Implementation of our ACL 2020 paper: Structured Tuning for Semantic Role Labeling
@inproceedings{li2020structuredtuningsrl,
author = {Li, Tao and Jawale, Parth Anand and Palmer, Martha and Srikumar, Vivek},
title = {Structured Tuning for Semantic Role Labeling},
booktitle = {Proceedings of the 58th Annual Meeting of the Association for Computational Linguistics},
year = {2020}
}
In addition to dependencies in requirements.txt
, please install perl for evaluation and Nvidia-apex for GPU speedup.
The flow of this readme is:
- Preprocessing: dataset preprocessing
- CoNLL-05: Training and evlauation for CoNLL-05 dataset
- CoNLL-2012: Training and evlauation for CoNLL-2012 dataset
- Demo: A very easy-to-use demo that fetches trained model(s) to interactively predict on user inputs
Extracting Propbank Frameset
First make sure propbank frames are downloaded and extracted to ./data/propbank-frames/frames/
.

--------------------------------------------------

Please reproduce the part of the semantic role labeling readme from "Implementation of our" up to and including "for GPU speedup.", word for word.

| Provided data |
--------------------------------------------------

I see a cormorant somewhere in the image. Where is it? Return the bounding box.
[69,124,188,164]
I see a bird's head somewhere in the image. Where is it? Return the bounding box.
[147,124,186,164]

--------------------------------------------------

| Written reply |
Implementation of our ACL 2020 paper: Structured Tuning for Semantic Role Labeling
@inproceedings{li2020structuredtuningsrl,
author = {Li, Tao and Jawale, Parth Anand and Palmer, Martha and Srikumar, Vivek},
title = {Structured Tuning for Semantic Role Labeling},
booktitle = {Proceedings of the 58th Annual Meeting of the Association for Computational Linguistics},
year = {2020}
}
In addition to dependencies in requirements.txt
, please install perl for evaluation and Nvidia-apex for GPU speedup.